• _WORK INSTRUCTIONS_
Copy the stretch of the records from the line that contains "segment --target=distant shore" through the line that contains "66L215 68L236 68L241", both included, reproducing those lines exactly.

• _MATERIAL FOR THIS TASK_
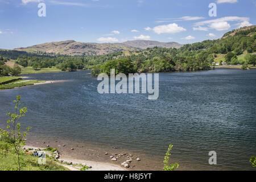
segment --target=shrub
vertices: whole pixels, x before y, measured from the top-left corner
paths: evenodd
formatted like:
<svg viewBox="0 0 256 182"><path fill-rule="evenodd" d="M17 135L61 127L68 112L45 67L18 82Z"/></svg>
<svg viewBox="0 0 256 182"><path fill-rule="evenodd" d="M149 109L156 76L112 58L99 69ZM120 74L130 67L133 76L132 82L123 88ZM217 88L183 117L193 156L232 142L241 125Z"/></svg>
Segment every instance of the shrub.
<svg viewBox="0 0 256 182"><path fill-rule="evenodd" d="M173 146L172 144L169 145L167 151L166 152L166 156L164 156L164 160L163 163L164 164L163 171L175 171L179 166L178 163L170 164L169 164L170 156L171 156L170 151L172 150Z"/></svg>

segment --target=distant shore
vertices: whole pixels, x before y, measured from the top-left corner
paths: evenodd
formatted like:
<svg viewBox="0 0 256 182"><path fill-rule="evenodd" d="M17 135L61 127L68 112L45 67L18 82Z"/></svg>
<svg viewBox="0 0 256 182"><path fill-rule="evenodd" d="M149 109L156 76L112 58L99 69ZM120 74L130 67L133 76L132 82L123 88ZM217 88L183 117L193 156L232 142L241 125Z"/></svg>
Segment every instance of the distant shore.
<svg viewBox="0 0 256 182"><path fill-rule="evenodd" d="M215 66L215 68L236 68L241 69L241 65L224 65L221 66ZM250 69L256 69L256 67L251 67Z"/></svg>

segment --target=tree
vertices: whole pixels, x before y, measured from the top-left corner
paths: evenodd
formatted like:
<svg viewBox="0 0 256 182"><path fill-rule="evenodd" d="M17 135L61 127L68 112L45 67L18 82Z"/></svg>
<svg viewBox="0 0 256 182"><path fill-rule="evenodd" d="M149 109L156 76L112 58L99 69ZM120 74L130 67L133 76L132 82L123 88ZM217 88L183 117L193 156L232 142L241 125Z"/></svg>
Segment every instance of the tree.
<svg viewBox="0 0 256 182"><path fill-rule="evenodd" d="M38 63L34 63L32 67L34 69L36 70L39 67L39 65Z"/></svg>
<svg viewBox="0 0 256 182"><path fill-rule="evenodd" d="M76 70L76 66L73 61L69 61L67 64L68 70L69 72L73 72Z"/></svg>
<svg viewBox="0 0 256 182"><path fill-rule="evenodd" d="M11 69L11 73L13 76L19 76L21 73L21 68L16 64Z"/></svg>
<svg viewBox="0 0 256 182"><path fill-rule="evenodd" d="M18 119L23 117L27 111L27 107L19 108L19 106L23 103L20 98L21 97L18 96L16 97L16 100L14 101L15 104L14 113L8 113L6 114L10 117L10 119L7 121L6 129L8 131L0 129L1 138L3 138L14 147L15 152L17 154L19 171L20 171L20 150L22 147L25 145L25 137L28 134L28 132L31 129L30 127L27 127L27 131L22 132L20 123L17 122Z"/></svg>
<svg viewBox="0 0 256 182"><path fill-rule="evenodd" d="M11 71L11 68L7 66L6 64L0 66L0 75L1 76L7 76L10 73Z"/></svg>
<svg viewBox="0 0 256 182"><path fill-rule="evenodd" d="M234 56L236 56L236 55L232 52L228 52L228 53L225 56L225 60L226 64L229 64L232 57Z"/></svg>
<svg viewBox="0 0 256 182"><path fill-rule="evenodd" d="M232 65L237 65L239 63L239 61L237 58L233 57L231 59L230 64Z"/></svg>
<svg viewBox="0 0 256 182"><path fill-rule="evenodd" d="M256 157L252 156L251 159L250 159L250 162L251 163L252 167L256 167Z"/></svg>
<svg viewBox="0 0 256 182"><path fill-rule="evenodd" d="M253 66L255 67L256 64L256 55L247 54L245 56L245 60L248 64L253 64Z"/></svg>
<svg viewBox="0 0 256 182"><path fill-rule="evenodd" d="M164 156L164 160L163 163L164 164L163 171L175 171L179 166L178 163L170 164L169 164L170 156L171 156L170 151L172 150L173 146L170 144L169 148L166 152L166 156Z"/></svg>

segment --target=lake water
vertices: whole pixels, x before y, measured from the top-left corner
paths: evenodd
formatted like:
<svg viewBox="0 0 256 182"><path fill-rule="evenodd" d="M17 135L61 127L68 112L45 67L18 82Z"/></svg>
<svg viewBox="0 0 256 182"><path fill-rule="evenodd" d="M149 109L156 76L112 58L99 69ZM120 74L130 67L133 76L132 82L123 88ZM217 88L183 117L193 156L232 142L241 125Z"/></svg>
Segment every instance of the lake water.
<svg viewBox="0 0 256 182"><path fill-rule="evenodd" d="M100 94L100 81L89 72L24 75L69 81L0 91L0 126L20 95L28 113L20 121L38 137L117 146L162 159L171 143L171 158L185 168L252 169L256 69L160 73L157 100L142 94ZM210 151L217 152L214 166L208 164Z"/></svg>

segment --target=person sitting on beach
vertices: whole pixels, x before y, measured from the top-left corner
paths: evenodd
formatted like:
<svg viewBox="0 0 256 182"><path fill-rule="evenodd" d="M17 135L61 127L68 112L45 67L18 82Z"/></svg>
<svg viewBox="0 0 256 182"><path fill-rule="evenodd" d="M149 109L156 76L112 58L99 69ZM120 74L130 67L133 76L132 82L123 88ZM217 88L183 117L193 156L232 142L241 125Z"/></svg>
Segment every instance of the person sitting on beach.
<svg viewBox="0 0 256 182"><path fill-rule="evenodd" d="M35 152L35 156L38 156L38 153L37 151Z"/></svg>

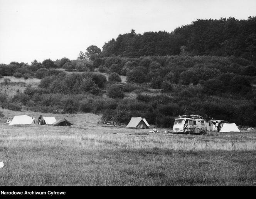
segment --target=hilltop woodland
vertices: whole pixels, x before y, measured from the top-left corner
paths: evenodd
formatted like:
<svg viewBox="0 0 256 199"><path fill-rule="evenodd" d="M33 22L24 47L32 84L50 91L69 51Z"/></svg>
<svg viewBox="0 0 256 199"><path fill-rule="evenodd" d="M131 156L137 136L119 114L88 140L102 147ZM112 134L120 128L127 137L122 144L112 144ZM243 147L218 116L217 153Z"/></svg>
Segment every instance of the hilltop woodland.
<svg viewBox="0 0 256 199"><path fill-rule="evenodd" d="M175 117L196 114L255 126L256 30L256 17L197 20L170 33L132 30L102 51L89 46L77 60L1 64L2 85L12 83L10 76L41 80L13 96L0 94L0 103L16 111L93 113L119 124L141 116L169 128Z"/></svg>

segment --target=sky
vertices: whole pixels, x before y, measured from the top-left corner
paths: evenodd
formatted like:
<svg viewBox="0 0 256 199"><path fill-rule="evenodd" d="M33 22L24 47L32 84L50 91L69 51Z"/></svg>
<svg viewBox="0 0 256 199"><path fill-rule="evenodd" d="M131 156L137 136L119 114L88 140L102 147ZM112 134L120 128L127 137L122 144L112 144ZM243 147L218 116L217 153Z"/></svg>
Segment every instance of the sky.
<svg viewBox="0 0 256 199"><path fill-rule="evenodd" d="M0 63L74 60L131 29L171 32L197 19L256 15L255 0L0 0Z"/></svg>

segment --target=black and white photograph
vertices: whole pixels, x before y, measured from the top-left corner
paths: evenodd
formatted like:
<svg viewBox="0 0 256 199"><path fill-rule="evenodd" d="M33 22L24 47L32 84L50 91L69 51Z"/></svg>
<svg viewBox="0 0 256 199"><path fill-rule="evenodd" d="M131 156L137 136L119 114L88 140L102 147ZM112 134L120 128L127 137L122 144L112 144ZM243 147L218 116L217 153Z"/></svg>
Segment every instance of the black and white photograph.
<svg viewBox="0 0 256 199"><path fill-rule="evenodd" d="M0 0L0 197L92 186L256 186L256 1Z"/></svg>

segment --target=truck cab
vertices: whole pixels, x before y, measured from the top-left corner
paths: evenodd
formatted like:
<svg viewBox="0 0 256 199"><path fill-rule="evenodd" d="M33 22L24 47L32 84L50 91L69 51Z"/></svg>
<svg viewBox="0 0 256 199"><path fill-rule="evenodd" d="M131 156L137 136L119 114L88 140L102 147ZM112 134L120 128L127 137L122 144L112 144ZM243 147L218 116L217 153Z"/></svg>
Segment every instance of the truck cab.
<svg viewBox="0 0 256 199"><path fill-rule="evenodd" d="M173 128L173 133L185 134L196 134L203 135L206 132L205 119L202 117L190 115L179 116L175 119Z"/></svg>

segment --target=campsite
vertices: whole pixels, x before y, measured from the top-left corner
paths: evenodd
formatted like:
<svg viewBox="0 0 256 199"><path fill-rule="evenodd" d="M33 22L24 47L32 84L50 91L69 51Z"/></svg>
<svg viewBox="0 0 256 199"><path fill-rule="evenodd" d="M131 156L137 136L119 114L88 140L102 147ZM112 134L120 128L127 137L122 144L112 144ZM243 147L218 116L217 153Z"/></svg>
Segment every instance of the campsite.
<svg viewBox="0 0 256 199"><path fill-rule="evenodd" d="M256 185L246 1L0 1L0 187Z"/></svg>
<svg viewBox="0 0 256 199"><path fill-rule="evenodd" d="M1 186L251 186L255 178L255 130L154 133L97 126L91 113L0 110L7 117L44 114L74 124L0 124Z"/></svg>

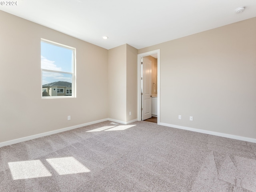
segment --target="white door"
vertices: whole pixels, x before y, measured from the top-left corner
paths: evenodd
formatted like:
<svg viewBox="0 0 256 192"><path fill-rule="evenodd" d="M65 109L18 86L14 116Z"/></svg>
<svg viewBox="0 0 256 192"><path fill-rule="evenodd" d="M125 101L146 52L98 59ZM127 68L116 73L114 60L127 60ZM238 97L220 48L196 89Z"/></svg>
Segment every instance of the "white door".
<svg viewBox="0 0 256 192"><path fill-rule="evenodd" d="M151 100L151 61L142 58L142 120L152 117Z"/></svg>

• _SOLUTION FOR THIS EXERCISE_
segment --target=distant shore
vertices: whole pixels, x before y, measured from the top-left corner
paths: evenodd
formatted like:
<svg viewBox="0 0 256 182"><path fill-rule="evenodd" d="M17 135L61 127L68 112L45 67L18 82Z"/></svg>
<svg viewBox="0 0 256 182"><path fill-rule="evenodd" d="M149 109L156 76L112 58L99 69ZM120 74L130 67L133 76L132 82L123 88ZM217 88L183 117L193 156L232 142L241 125Z"/></svg>
Segment every instance of the distant shore.
<svg viewBox="0 0 256 182"><path fill-rule="evenodd" d="M215 66L215 68L236 68L241 69L241 65L224 65L221 66ZM250 69L256 69L256 67L251 67Z"/></svg>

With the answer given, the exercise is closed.